Instructions for the task:
Report each line from the entries in which "below" can be found.

Data to process:
○ ○ ○

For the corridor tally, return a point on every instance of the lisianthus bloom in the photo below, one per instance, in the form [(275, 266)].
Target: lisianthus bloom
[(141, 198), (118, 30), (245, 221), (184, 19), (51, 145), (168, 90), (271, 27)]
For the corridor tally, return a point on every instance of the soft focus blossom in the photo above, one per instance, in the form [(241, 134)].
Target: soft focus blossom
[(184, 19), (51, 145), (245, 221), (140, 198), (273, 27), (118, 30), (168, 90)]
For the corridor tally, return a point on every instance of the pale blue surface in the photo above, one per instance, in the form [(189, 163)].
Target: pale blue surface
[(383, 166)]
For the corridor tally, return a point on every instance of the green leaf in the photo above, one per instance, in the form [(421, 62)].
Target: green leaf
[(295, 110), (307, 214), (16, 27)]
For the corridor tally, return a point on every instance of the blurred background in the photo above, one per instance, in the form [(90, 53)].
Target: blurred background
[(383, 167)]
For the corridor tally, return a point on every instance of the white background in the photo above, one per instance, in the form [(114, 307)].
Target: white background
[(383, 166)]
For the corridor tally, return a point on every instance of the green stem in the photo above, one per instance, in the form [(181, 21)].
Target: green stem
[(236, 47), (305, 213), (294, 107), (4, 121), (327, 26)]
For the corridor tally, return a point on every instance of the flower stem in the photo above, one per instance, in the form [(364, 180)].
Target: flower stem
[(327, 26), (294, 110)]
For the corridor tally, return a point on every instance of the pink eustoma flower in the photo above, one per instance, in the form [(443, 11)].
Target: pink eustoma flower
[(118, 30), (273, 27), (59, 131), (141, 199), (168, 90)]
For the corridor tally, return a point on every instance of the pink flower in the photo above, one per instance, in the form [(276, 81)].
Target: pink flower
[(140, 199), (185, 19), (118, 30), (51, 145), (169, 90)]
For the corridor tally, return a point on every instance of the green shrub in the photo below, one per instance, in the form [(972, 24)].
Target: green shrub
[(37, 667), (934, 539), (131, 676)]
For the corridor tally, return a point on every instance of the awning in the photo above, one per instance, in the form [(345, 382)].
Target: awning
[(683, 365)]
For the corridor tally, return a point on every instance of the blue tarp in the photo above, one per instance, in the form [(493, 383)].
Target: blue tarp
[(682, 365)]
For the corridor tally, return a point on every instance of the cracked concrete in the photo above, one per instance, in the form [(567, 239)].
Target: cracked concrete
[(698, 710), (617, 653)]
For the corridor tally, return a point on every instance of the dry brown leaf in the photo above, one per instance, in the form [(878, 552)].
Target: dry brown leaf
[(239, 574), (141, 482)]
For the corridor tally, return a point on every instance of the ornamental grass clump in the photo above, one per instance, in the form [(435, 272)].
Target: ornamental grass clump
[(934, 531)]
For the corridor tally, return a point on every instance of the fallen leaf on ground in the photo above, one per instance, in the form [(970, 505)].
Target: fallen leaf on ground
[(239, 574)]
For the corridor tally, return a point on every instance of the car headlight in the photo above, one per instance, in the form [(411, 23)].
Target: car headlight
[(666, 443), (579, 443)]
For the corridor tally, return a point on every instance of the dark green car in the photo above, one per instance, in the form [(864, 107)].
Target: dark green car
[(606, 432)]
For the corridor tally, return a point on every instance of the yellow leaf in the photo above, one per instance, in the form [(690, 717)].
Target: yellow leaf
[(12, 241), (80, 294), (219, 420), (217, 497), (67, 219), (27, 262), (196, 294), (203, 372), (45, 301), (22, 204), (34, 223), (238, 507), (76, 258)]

○ ○ ○

Answer for the task:
For the corridor tally, return a point on every instance of the lisianthus bloom in the photo below, one per instance, in the form [(275, 266)].
For the corridor tally, return a point on every instance of the green shrub in the photo below, one per instance, in the form [(972, 24)].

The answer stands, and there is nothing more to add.